>>>
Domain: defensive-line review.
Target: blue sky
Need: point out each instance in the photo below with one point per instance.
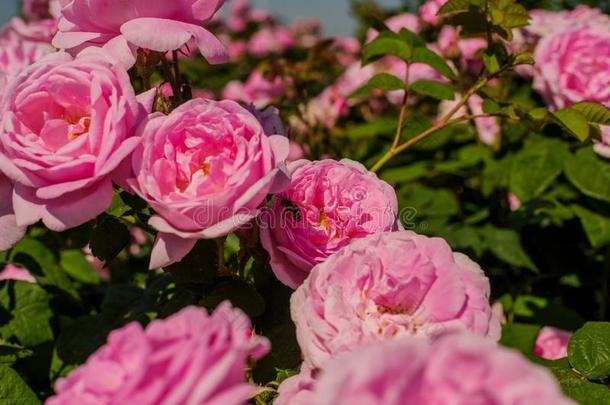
(333, 13)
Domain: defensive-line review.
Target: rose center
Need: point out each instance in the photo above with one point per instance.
(78, 127)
<<<
* _Activity_
Copy the listing exactly. Leave the pictures out.

* _Written answer_
Domain: defensive-line review.
Target: blue sky
Need: point out each instance in the photo below with one point per instance.
(333, 13)
Domain: defensive-line review.
Target: rose center
Need: point out each instance in the photo above with one point per instance.
(78, 127)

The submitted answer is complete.